[Collected data]
........
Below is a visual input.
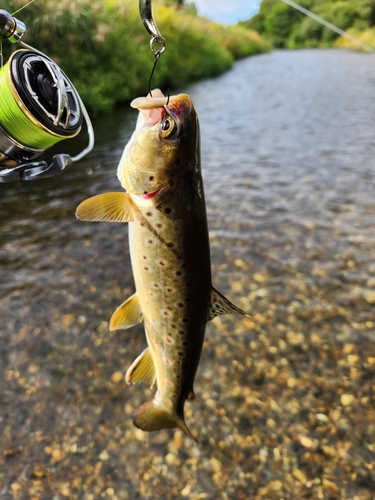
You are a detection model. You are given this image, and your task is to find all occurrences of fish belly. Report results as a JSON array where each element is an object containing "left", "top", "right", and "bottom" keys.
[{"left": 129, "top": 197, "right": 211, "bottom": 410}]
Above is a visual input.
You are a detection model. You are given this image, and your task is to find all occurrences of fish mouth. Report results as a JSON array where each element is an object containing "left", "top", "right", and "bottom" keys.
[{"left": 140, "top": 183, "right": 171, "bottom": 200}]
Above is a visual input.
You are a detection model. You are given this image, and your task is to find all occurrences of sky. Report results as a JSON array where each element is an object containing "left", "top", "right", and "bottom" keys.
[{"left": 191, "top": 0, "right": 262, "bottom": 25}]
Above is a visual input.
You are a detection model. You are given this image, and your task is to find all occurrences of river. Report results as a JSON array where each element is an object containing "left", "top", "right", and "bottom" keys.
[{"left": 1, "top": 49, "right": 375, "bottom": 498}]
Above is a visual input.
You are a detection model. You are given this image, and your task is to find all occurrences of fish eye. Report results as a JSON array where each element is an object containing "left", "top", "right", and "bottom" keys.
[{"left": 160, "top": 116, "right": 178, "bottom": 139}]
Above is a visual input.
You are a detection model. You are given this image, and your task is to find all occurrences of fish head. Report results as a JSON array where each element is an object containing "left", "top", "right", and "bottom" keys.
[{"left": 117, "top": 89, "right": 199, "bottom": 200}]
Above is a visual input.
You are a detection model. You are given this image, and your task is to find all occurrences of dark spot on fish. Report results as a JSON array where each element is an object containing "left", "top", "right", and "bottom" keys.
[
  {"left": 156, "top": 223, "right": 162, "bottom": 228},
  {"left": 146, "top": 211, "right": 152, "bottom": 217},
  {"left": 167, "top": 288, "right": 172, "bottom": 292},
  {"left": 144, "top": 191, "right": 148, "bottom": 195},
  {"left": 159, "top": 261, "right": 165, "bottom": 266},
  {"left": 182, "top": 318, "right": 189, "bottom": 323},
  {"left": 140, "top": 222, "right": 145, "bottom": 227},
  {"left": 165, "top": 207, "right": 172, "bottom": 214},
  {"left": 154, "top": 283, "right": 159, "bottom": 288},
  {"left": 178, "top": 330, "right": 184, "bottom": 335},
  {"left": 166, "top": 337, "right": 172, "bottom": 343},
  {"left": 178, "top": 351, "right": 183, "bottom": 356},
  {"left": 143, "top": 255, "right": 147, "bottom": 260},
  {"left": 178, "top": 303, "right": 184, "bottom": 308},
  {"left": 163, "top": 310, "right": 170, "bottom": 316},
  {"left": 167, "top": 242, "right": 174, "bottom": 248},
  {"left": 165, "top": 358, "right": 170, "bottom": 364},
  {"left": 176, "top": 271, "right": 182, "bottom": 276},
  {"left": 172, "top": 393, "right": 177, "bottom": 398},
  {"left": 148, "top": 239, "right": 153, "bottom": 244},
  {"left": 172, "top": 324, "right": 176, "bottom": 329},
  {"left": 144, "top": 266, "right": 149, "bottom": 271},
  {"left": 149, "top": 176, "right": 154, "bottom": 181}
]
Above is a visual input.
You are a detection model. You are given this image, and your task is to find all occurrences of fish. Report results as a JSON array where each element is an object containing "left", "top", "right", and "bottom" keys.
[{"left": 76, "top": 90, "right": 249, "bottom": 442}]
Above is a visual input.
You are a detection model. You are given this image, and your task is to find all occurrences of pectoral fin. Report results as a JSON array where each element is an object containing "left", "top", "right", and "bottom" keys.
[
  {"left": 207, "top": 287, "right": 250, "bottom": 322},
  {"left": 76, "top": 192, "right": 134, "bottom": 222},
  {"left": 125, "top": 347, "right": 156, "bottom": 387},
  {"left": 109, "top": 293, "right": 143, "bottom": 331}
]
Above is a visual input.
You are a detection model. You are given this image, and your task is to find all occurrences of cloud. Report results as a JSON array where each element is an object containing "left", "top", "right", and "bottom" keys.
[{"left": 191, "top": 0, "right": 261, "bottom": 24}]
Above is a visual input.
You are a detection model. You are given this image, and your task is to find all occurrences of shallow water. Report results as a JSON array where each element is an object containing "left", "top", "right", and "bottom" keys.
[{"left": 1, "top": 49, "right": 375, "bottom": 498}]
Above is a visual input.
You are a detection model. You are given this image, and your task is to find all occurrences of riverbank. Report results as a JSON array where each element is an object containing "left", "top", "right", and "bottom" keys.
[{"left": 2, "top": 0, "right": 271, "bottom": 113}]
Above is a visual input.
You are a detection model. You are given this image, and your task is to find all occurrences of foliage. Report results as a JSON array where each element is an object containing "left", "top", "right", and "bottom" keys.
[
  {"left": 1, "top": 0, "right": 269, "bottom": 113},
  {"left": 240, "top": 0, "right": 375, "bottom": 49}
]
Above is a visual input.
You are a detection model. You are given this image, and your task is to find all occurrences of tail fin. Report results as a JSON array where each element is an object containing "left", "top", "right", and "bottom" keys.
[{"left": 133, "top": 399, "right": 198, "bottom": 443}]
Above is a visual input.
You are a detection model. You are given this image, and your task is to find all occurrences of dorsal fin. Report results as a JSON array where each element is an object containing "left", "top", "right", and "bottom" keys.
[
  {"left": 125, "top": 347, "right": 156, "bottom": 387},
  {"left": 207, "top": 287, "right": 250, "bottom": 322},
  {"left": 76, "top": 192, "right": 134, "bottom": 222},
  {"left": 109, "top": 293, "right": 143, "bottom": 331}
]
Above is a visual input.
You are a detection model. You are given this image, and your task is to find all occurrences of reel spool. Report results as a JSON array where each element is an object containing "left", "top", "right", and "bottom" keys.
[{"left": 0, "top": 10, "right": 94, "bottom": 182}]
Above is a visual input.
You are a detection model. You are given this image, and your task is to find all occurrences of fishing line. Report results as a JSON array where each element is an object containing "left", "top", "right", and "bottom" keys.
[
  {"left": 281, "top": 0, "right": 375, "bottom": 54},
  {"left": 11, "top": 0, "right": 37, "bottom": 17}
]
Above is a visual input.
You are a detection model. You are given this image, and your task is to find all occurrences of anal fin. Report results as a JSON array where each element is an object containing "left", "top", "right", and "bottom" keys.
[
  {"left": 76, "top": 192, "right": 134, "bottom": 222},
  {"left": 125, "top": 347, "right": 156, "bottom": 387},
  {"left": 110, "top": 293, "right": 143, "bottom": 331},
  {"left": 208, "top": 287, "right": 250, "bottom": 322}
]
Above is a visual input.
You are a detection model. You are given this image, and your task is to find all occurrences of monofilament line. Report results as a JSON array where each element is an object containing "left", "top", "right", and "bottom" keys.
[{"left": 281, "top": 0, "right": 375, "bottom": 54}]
........
BRIEF:
Output the records exactly, pictures excluded.

ANSWER SPACE:
Below is a visual input.
You are a detection model. You are given this image, and your task is to find all occurrences of fish belly. Report results as a JSON array where each element is an object containing "left", "top", "right", and "bottom" keys.
[{"left": 129, "top": 197, "right": 211, "bottom": 410}]
Above is a visual input.
You are a detection model. You are given this image, and your task is to find all occurrences of fish mouth. Report results as a JSON array where each element is an object containing "left", "top", "right", and "bottom" keys.
[{"left": 140, "top": 183, "right": 171, "bottom": 200}]
Above is a visual input.
You are a detection model. You are given this image, and your task is to find all occurrences of sky. Report results as a JSON array where each element is an object containing "left", "top", "right", and "bottom" keys.
[{"left": 191, "top": 0, "right": 262, "bottom": 25}]
Above is a visual input.
You are a detection model. You are given this image, and your task is to find all occurrences of river. Report results as a JSON array where each element is an object containing "left", "top", "right", and "bottom" keys.
[{"left": 1, "top": 49, "right": 375, "bottom": 498}]
Above is a visual input.
You are a detection model. You are given this image, and your task is to find all occurrences of fish eye. Report results as a JSON array where each element is an object containing "left", "top", "right", and "bottom" keys.
[{"left": 160, "top": 116, "right": 178, "bottom": 139}]
Above is a visual input.
You are a detection model. You are given this image, and your task is to find all occurrences of fish head. Report results as a JSON array where each element is an object containing "left", "top", "right", and "bottom" keys.
[{"left": 117, "top": 89, "right": 199, "bottom": 200}]
Above is a visual input.
You are a detection model. You are given this image, and your task is to find all occurrences of dark spot on fish. Report results as a JSON array where each element is an object containing "left", "top", "right", and "bottom" keys.
[
  {"left": 156, "top": 223, "right": 162, "bottom": 228},
  {"left": 146, "top": 211, "right": 152, "bottom": 217},
  {"left": 167, "top": 288, "right": 172, "bottom": 292},
  {"left": 144, "top": 191, "right": 148, "bottom": 195},
  {"left": 159, "top": 261, "right": 165, "bottom": 266},
  {"left": 182, "top": 318, "right": 189, "bottom": 323},
  {"left": 140, "top": 222, "right": 145, "bottom": 227},
  {"left": 165, "top": 207, "right": 172, "bottom": 214},
  {"left": 154, "top": 283, "right": 159, "bottom": 288},
  {"left": 178, "top": 330, "right": 184, "bottom": 335},
  {"left": 166, "top": 337, "right": 172, "bottom": 343},
  {"left": 178, "top": 351, "right": 183, "bottom": 356},
  {"left": 143, "top": 255, "right": 147, "bottom": 260},
  {"left": 178, "top": 303, "right": 184, "bottom": 308},
  {"left": 163, "top": 310, "right": 170, "bottom": 316},
  {"left": 167, "top": 242, "right": 174, "bottom": 248},
  {"left": 165, "top": 358, "right": 170, "bottom": 364},
  {"left": 176, "top": 271, "right": 182, "bottom": 276},
  {"left": 172, "top": 393, "right": 177, "bottom": 398},
  {"left": 148, "top": 239, "right": 153, "bottom": 244},
  {"left": 172, "top": 324, "right": 176, "bottom": 329},
  {"left": 144, "top": 266, "right": 149, "bottom": 271},
  {"left": 149, "top": 176, "right": 154, "bottom": 181}
]
Above is a visual input.
You are a detection model. You are given this image, and your task is to find all occurrences of fish. Report results as a JSON array where each element is an object containing "left", "top", "right", and "bottom" keys.
[{"left": 76, "top": 90, "right": 249, "bottom": 442}]
Above is a visual input.
You are a detection model. You are given this image, and your task is to find all occurrences of pectoral fin. Report results as a JSON array where each element is an object containing "left", "top", "right", and "bottom" keys.
[
  {"left": 207, "top": 287, "right": 250, "bottom": 322},
  {"left": 76, "top": 192, "right": 134, "bottom": 222},
  {"left": 125, "top": 347, "right": 156, "bottom": 387},
  {"left": 109, "top": 293, "right": 143, "bottom": 331}
]
Above is a visual input.
You are a detection model. You are given this image, and your task is to find all occurrences of cloud. Report results as a JSON array where each element is an object containing "left", "top", "right", and "bottom" keys.
[{"left": 191, "top": 0, "right": 261, "bottom": 24}]
Above is a visual input.
You are a detection model. You are given this image, and your task is to find all occurrences of shallow water. Report results as a JSON array where each element is an object containing "left", "top", "right", and "bottom" keys.
[{"left": 1, "top": 49, "right": 375, "bottom": 498}]
Above is a visual input.
You are a detection model. You are given this image, and your task is to find all occurrences of riverbank. Report results as a JSON array where each element is an object containing "left", "top", "right", and "bottom" keys.
[{"left": 2, "top": 0, "right": 271, "bottom": 113}]
Above is a visual input.
You are a detection model. You are given this image, and your task is to find all occurrences of foliage. Report results as a JSON array where each element is an object containing "left", "top", "right", and "bottom" keys.
[
  {"left": 1, "top": 0, "right": 269, "bottom": 113},
  {"left": 240, "top": 0, "right": 375, "bottom": 49}
]
Above is a visual input.
You are a detection model. You are given this image, and your task is to find all occurrences of tail fin. Report results as a JSON array where each element is an object containing "left", "top", "right", and "bottom" keys.
[{"left": 133, "top": 399, "right": 198, "bottom": 443}]
Above is a visual input.
You are a detection model. You are given this image, and your task is to find all occurrences of dorsal fin. Report results as a JSON array where each element is an object containing "left", "top", "right", and "bottom" keys.
[
  {"left": 125, "top": 347, "right": 156, "bottom": 387},
  {"left": 207, "top": 287, "right": 250, "bottom": 322},
  {"left": 76, "top": 192, "right": 134, "bottom": 222},
  {"left": 109, "top": 293, "right": 143, "bottom": 331}
]
Above is a visual input.
You are a detection model. You are given this image, and your task is to find all occurrences of reel spool. Report results as a JSON array where each element is an object containing "left", "top", "right", and "bottom" keys.
[{"left": 0, "top": 10, "right": 94, "bottom": 182}]
Above is a visual input.
You are a detection model. You are given this image, and your task is to find all occurrences of fishing line. Report results as a JSON array where each element is an object containing "left", "top", "right", and "bottom" keys.
[
  {"left": 281, "top": 0, "right": 375, "bottom": 54},
  {"left": 11, "top": 0, "right": 37, "bottom": 17}
]
Above is a visual input.
You are a detection model. You are given this image, and your task is to find all occurrences of anal fin. Report results as a JSON array where each element is an object containing "left", "top", "right", and "bottom" keys.
[
  {"left": 76, "top": 192, "right": 134, "bottom": 222},
  {"left": 125, "top": 347, "right": 156, "bottom": 387},
  {"left": 110, "top": 293, "right": 143, "bottom": 331},
  {"left": 208, "top": 287, "right": 250, "bottom": 322}
]
Above is a visual input.
You are a detection model. You are given this image, and your task is to find all occurrences of monofilament line. Report results as a JSON array where each element is an object containing "left", "top", "right", and "bottom" keys.
[{"left": 281, "top": 0, "right": 375, "bottom": 54}]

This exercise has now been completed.